**YOUR TASKS**
1. From the hand axe article below, quote the passage between "Acting like tiny" and "the researchers concluded.", inclusive.
2. According to the article below on ancient hand axes, where in Spain were the axes found?
---------- TEXT SEGMENT ----------
Friday, September 4, 2009

Recent Discovery of Double-Edged Hand Axes in Europe Could be up to 900,000 Years Old

 
Oldest Old World Tools
A collection of prehistoric stone hand axes appears above. When first discovered, most researchers thought that the hand axes were made between 500,000 and 200,000 years ago. However, a new study contends that they are in fact much older -- possibly the oldest hand axes in Europe.Michael Walker

Sophisticated hand made tools have finally been found in Europe that demonstrate similarly refined skill sets demonstrated by Acheulian tool making methods found in Africa that have been dated to approximately 1.5 million years ago. Previously, such tools that had been discovered in Europe were shown  to have originated from the hands of European tool makers only some 300,000 million years ago. For years, researchers who had been baffled by the gap between the African and European tools now have a better understanding of the varied techniques of tool making that had actually existed.

The hand axes that have resolved the tool gap were found in a part of Granada, Spain; specifically in the Quipar Valley, in cave sediment and were "made using the so-called Levallois technique of shaping stone, known to have existed in Europe only about 300,000 years ago."

Two researchers, geologist Gary Scott and paleontologist Luis Gibert, from the Berkeley Geochronology Center in California used palaeomagnetic analysis, "which uses known changes in the orientation of Earth's magnetic field over time."Palaeomagnetic analysis is based on Magnetostratigraphy, which deciphers the periodic reversal of Earth's magnetic field.

"The transition from primitive chopper-like tools to more finely crafted double-faced axes marked a milestone in the history of technology," The Straits Times, A Singapore Press Holdings Website conjectured, "and gave those whose wielded them an edge in the struggle to survive."

Physorg.com, a website involved with science news and analysis agrees with The Straits Times assessment by adding: "The transition from primitive chopper-like tools to more finely crafted double-faced axes marked a milestone in the history of technology, and gave those whose wielded them an edge in the struggle to survive." 

Acting like tiny compasses, fine-grained magnetic minerals in the tools contain a record of the polarity at the time they were used. Once buried in sediment, the polarity is preserved.

'The age (of the axes) must be Early Pleistocene, the most recent period dominated by reverse polarity, 1.78-to-0.78 million years ago,' the researchers concluded.
---------- STORED RECORDS ----------
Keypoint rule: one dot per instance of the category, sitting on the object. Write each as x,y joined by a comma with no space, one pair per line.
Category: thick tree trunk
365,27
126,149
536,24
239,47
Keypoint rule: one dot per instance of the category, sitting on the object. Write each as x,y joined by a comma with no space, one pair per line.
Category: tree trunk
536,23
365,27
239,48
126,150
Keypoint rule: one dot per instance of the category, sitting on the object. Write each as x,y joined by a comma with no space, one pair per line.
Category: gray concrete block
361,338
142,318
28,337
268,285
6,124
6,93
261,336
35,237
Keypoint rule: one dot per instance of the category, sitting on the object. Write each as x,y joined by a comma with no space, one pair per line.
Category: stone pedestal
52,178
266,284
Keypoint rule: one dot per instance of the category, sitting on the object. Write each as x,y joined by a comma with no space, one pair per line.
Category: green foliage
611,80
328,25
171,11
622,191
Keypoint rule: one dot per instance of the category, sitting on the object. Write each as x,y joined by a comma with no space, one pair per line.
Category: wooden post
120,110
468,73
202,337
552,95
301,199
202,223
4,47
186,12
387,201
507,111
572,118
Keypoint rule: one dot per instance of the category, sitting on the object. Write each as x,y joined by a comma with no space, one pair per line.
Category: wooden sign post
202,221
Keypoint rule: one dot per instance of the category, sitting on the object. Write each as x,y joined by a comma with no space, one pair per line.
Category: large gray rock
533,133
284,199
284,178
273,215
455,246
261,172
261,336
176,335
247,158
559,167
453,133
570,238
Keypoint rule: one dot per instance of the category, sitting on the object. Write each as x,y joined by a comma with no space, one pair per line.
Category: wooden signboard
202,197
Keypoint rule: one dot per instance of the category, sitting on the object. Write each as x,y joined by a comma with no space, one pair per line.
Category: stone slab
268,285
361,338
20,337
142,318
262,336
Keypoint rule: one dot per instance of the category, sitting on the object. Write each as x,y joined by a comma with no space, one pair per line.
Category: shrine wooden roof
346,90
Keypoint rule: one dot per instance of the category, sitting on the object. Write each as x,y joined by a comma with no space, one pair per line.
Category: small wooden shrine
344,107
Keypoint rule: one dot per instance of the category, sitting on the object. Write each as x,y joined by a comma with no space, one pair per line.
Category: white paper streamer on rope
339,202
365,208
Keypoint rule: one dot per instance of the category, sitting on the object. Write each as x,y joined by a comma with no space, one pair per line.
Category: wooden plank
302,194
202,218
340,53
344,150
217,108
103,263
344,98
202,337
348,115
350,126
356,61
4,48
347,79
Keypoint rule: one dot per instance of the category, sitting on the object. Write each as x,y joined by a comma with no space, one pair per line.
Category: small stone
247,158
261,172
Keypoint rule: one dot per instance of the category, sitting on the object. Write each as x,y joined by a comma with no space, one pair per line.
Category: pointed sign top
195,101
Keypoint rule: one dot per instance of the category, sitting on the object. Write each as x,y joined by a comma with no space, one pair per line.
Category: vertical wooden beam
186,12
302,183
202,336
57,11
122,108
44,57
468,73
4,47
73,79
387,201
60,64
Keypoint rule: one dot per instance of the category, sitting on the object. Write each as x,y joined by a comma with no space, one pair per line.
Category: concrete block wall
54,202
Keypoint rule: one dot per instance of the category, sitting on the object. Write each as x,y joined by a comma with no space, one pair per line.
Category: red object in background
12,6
----------
**LIST OF SOLUTIONS**
1.
Acting like tiny compasses, fine-grained magnetic minerals in the tools contain a record of the polarity at the time they were used. Once buried in sediment, the polarity is preserved.

'The age (of the axes) must be Early Pleistocene, the most recent period dominated by reverse polarity, 1.78-to-0.78 million years ago,' the researchers concluded.

2. They were found in cave sediment in the Quipar Valley, in a part of Granada, Spain.